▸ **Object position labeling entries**
>>>>

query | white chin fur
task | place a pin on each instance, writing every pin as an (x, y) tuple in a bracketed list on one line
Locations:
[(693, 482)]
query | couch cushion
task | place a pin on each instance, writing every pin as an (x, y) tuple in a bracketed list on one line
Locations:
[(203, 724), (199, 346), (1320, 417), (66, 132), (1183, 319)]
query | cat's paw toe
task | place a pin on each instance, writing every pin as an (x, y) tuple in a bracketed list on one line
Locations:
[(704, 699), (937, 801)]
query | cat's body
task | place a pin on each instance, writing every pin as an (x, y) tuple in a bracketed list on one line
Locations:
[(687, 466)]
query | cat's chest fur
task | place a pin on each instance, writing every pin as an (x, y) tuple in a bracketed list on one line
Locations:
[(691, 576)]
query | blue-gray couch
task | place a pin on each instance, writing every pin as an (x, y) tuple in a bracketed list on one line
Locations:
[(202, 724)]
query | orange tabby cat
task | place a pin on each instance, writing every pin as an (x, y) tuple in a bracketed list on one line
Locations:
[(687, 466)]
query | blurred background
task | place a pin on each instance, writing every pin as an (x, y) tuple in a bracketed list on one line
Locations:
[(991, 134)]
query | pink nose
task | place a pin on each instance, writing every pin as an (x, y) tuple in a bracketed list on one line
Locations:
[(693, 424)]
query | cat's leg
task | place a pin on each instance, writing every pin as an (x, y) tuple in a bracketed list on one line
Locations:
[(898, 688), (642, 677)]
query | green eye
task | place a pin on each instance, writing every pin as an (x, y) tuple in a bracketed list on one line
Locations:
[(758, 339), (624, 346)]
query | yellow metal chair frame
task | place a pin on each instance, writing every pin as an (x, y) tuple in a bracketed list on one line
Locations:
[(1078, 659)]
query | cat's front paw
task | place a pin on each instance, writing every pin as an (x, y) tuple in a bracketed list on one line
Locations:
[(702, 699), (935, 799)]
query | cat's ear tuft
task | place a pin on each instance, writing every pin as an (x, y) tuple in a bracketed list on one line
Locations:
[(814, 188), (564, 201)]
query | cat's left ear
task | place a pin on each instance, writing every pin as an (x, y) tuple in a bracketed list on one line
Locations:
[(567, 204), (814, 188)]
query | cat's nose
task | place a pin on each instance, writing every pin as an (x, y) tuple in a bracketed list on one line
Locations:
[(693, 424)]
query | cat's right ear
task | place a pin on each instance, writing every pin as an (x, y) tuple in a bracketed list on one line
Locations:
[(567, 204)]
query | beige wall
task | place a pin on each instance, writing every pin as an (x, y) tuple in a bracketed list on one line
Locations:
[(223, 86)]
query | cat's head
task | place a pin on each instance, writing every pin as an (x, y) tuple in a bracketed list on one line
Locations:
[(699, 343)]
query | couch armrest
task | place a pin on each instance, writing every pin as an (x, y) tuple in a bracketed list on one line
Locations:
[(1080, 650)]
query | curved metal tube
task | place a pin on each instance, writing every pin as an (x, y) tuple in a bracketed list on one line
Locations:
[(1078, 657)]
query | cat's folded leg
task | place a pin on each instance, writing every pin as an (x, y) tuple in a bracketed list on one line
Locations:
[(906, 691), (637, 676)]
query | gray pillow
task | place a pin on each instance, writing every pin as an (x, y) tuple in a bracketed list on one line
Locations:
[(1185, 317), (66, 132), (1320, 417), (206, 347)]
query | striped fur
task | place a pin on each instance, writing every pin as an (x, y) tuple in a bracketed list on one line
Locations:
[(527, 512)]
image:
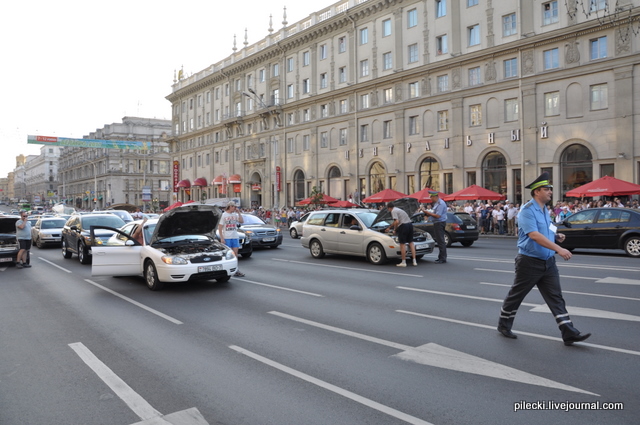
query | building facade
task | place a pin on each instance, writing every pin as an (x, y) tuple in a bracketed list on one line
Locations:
[(367, 95), (98, 178)]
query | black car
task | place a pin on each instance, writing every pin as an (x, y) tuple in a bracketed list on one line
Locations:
[(460, 227), (76, 237), (603, 228)]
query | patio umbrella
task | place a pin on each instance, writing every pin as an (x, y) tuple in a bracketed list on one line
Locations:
[(424, 195), (474, 192), (326, 199), (605, 186), (385, 195)]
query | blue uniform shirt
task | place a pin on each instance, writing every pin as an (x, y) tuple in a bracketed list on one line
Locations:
[(532, 218)]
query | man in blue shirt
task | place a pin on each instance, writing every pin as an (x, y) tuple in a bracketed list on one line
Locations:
[(536, 264), (439, 215)]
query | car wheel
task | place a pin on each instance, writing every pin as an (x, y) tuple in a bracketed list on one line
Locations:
[(65, 252), (83, 256), (632, 246), (315, 247), (376, 254), (151, 277)]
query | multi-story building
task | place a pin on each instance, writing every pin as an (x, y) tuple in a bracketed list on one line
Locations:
[(98, 178), (366, 95)]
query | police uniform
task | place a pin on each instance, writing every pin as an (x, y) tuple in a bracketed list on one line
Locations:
[(536, 266)]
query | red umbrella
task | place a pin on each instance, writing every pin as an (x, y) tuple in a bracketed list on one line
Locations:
[(424, 195), (326, 199), (474, 192), (385, 195), (343, 204), (605, 186)]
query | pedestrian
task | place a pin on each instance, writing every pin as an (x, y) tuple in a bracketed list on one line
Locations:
[(536, 264), (404, 230), (439, 216), (228, 229), (23, 234)]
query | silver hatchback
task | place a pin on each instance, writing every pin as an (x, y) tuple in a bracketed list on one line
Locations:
[(355, 232)]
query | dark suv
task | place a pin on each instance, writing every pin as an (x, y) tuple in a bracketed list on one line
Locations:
[(76, 237)]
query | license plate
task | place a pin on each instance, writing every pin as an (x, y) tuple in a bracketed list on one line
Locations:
[(203, 269)]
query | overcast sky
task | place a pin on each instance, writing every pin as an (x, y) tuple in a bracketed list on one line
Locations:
[(71, 66)]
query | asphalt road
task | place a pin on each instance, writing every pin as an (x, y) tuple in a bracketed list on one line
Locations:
[(306, 341)]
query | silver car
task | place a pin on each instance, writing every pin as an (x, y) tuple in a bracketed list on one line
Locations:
[(353, 232), (47, 231)]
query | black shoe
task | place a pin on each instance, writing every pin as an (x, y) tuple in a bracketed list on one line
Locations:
[(507, 333), (576, 338)]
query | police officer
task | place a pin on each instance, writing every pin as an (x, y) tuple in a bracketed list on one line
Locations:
[(536, 264)]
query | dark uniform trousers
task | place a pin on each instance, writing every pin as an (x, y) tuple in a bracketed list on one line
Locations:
[(544, 274)]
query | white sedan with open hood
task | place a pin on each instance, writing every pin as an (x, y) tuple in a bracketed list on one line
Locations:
[(178, 247)]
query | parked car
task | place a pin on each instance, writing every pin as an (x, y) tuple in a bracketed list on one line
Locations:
[(295, 229), (47, 231), (180, 246), (603, 228), (262, 235), (352, 232), (76, 238), (460, 227), (8, 242)]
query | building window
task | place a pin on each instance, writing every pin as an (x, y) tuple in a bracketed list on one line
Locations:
[(549, 12), (474, 35), (443, 83), (551, 104), (443, 120), (414, 125), (386, 27), (509, 25), (414, 90), (511, 110), (475, 115), (511, 68), (387, 61), (551, 59), (413, 53), (441, 45), (599, 97), (474, 76), (364, 36), (598, 48), (412, 18), (441, 8), (386, 129), (364, 68)]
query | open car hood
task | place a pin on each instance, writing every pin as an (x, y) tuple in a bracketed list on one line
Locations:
[(191, 219)]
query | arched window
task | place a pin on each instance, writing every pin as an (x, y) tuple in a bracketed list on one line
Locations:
[(377, 177), (298, 186), (576, 167), (494, 172), (430, 174)]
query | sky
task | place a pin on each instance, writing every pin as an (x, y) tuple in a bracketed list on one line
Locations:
[(70, 67)]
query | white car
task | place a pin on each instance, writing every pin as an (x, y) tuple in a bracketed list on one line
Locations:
[(178, 247)]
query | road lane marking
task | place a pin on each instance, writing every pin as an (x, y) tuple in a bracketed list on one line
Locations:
[(133, 400), (280, 287), (346, 268), (55, 265), (335, 389), (571, 292), (439, 356), (136, 303)]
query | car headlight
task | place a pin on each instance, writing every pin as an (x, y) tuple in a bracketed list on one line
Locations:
[(179, 261)]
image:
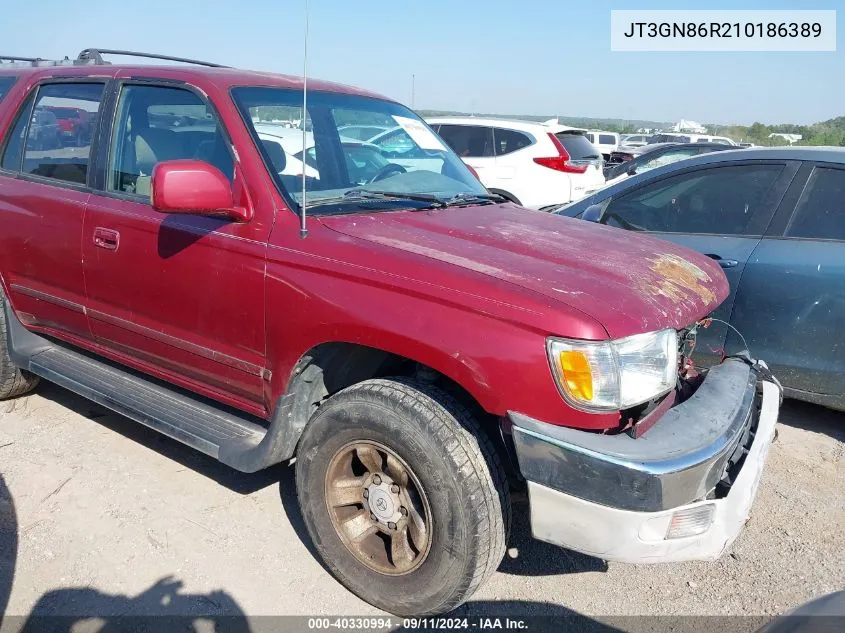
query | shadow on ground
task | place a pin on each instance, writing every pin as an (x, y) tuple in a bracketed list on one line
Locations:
[(8, 545), (812, 417), (241, 483), (159, 608)]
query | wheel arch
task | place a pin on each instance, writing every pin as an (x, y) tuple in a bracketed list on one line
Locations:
[(329, 367)]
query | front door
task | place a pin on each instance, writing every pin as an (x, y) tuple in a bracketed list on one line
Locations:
[(43, 193), (720, 212), (183, 294), (791, 301)]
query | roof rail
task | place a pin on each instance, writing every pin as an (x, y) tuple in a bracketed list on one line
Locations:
[(13, 58), (95, 56)]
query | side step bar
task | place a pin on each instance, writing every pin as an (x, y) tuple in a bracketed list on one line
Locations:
[(236, 439)]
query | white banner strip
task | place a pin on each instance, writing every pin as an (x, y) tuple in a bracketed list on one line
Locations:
[(724, 30)]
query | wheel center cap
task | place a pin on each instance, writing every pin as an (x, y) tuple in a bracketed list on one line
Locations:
[(381, 504)]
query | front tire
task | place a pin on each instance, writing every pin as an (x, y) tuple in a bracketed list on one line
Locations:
[(390, 459), (13, 381)]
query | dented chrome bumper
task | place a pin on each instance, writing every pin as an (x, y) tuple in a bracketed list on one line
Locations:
[(681, 491)]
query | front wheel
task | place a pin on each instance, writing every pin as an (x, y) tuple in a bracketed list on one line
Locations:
[(403, 495)]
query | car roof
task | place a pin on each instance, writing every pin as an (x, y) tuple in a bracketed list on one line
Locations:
[(223, 77), (646, 149), (514, 124)]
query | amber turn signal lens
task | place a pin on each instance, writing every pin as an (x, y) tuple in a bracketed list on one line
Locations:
[(575, 368)]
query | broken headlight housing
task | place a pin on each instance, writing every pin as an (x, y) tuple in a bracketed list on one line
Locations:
[(614, 375)]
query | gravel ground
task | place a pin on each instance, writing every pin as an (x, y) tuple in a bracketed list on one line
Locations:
[(103, 515)]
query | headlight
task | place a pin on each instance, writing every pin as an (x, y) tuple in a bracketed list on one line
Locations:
[(615, 375)]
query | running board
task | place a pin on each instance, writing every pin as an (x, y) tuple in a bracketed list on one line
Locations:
[(236, 439)]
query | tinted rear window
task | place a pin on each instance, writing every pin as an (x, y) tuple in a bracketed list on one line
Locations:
[(5, 84), (821, 213), (577, 146)]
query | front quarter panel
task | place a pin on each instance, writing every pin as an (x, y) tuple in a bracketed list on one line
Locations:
[(333, 288)]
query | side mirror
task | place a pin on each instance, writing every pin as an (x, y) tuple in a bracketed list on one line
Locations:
[(194, 187), (593, 213)]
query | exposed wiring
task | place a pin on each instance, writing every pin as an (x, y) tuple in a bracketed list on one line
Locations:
[(744, 342)]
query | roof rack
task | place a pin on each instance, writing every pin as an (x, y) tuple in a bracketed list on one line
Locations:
[(12, 58), (95, 56)]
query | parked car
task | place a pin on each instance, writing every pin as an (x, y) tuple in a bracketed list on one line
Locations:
[(676, 137), (634, 140), (45, 133), (638, 160), (774, 221), (424, 345), (605, 142), (531, 164)]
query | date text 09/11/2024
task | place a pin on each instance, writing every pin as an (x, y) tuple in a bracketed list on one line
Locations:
[(410, 624)]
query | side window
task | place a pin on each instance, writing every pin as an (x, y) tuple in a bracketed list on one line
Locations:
[(724, 200), (56, 147), (508, 141), (13, 153), (820, 212), (156, 124), (468, 141)]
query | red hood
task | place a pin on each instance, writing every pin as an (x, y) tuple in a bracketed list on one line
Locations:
[(629, 282)]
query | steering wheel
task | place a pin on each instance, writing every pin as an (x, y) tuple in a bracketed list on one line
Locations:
[(622, 222), (387, 171)]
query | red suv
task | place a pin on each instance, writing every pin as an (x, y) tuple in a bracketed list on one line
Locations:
[(422, 349)]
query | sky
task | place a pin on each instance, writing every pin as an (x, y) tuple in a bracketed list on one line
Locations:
[(487, 56)]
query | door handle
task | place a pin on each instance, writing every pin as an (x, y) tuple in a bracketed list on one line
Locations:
[(106, 238), (724, 263)]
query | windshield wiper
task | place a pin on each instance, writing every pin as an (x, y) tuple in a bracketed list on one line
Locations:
[(367, 194), (465, 198)]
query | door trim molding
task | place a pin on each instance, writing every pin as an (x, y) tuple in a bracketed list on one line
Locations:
[(43, 296), (167, 339)]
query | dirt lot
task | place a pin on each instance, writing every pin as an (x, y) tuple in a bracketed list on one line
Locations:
[(99, 514)]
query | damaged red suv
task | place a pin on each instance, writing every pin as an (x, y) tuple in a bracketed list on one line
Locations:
[(422, 348)]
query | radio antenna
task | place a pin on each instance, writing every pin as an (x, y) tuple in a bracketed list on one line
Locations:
[(303, 229)]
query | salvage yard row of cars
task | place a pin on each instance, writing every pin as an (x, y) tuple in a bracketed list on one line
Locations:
[(421, 343)]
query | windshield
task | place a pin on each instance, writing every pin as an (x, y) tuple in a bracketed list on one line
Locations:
[(342, 172), (5, 84)]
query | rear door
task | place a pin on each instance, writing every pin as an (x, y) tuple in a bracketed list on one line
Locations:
[(791, 301), (43, 192), (182, 294), (720, 211)]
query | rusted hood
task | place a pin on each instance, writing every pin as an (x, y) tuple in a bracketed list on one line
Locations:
[(629, 282)]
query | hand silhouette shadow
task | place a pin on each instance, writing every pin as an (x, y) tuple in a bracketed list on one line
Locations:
[(161, 607)]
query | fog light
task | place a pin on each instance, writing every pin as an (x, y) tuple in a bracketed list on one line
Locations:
[(691, 522)]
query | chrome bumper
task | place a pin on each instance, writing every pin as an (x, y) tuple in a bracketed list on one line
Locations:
[(615, 497)]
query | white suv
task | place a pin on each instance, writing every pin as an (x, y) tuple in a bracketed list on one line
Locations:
[(605, 142), (532, 164)]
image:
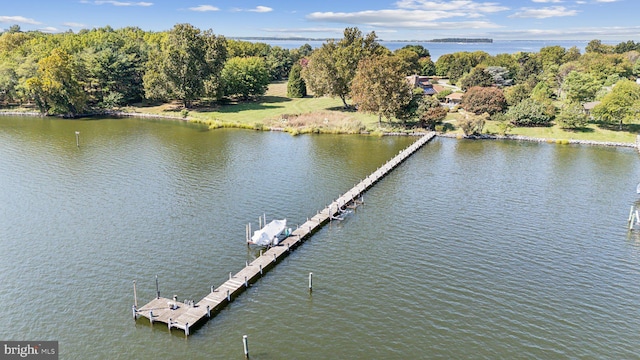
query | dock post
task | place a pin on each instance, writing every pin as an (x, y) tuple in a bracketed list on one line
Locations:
[(135, 296), (245, 344)]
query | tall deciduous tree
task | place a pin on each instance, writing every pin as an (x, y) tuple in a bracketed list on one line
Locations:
[(186, 62), (54, 88), (245, 77), (380, 87), (480, 100), (621, 105), (571, 116), (529, 113), (296, 87), (430, 112), (580, 87), (332, 67)]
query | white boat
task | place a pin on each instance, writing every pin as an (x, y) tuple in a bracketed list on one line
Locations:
[(271, 234)]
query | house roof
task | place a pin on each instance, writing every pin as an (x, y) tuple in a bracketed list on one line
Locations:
[(438, 88), (590, 105)]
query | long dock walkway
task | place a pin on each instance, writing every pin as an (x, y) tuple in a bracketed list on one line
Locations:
[(184, 315)]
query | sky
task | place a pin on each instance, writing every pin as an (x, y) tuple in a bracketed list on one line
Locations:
[(607, 20)]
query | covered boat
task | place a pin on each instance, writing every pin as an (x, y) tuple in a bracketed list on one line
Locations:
[(270, 234)]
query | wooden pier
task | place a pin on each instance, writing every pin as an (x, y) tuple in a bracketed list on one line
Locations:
[(184, 315)]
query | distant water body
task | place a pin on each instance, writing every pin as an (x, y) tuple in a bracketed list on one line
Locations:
[(438, 49)]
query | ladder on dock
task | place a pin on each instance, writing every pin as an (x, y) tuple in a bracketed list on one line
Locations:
[(189, 313)]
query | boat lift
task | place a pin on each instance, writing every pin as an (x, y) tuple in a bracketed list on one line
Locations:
[(634, 218)]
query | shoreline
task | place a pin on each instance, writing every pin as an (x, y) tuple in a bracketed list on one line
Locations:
[(542, 140), (413, 133)]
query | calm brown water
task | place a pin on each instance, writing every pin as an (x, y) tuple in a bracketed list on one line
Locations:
[(468, 250)]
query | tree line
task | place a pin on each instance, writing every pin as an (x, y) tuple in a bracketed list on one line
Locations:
[(521, 89), (72, 73)]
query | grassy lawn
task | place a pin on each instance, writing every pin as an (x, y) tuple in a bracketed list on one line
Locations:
[(592, 132), (275, 110), (327, 115)]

<<<<

Can you convert the material into a two-column CSV with the headers request and points, one row per request, beginning at the line that has "query | orange tabby cat" and stopping after the line that has "[(814, 188), (564, 201)]"? Put each request's text and its answer in one quoted field apiece, with line breaks turned into spaces.

request,points
"query | orange tabby cat task | place a pin on each instance, writing every pin as an (x, y) tuple in a bracketed list on one line Locations:","[(687, 466)]"
"query | blurred background task | place a pin on each instance, writing every pin as an (x, y) tuple in a bracketed list on one line Locations:","[(991, 134)]"
"query | pink nose task | place a pin on each instance, writing every pin as an (x, y) tuple in a bracketed list on one line Locations:","[(693, 424)]"
"query | cat's leg task | place a pin on each instance, writing every pin as an (x, y) tuple in a bracketed list on one line Locations:","[(898, 688), (642, 677)]"
"query | green eye task | place a pin on each instance, writing every pin as an (x, y) tuple in a bracketed list on one line Locations:","[(758, 339), (624, 346)]"
"query | yellow metal chair frame task | place a pin on each instance, writing every pin as an (x, y) tuple in a bracketed list on one line Locations:","[(1078, 659)]"
"query | cat's front paw task | place a pin on each instance, writing every pin as an (x, y) tuple in a bracketed list on one line Locations:","[(702, 699), (935, 799)]"
"query | cat's ear tuft task | place a pin on each instance, writing every pin as an (x, y) tuple in a bracketed list on one line Locations:","[(814, 188), (564, 201)]"